Which lines in the data contain the word "Phrase"? Please copy each of them.

(Data items)
=== Section Start ===
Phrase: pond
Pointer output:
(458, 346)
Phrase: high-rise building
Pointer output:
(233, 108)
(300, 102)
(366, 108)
=== Section End ===
→ Solution to this problem:
Phrase: pond
Phrase: high-rise building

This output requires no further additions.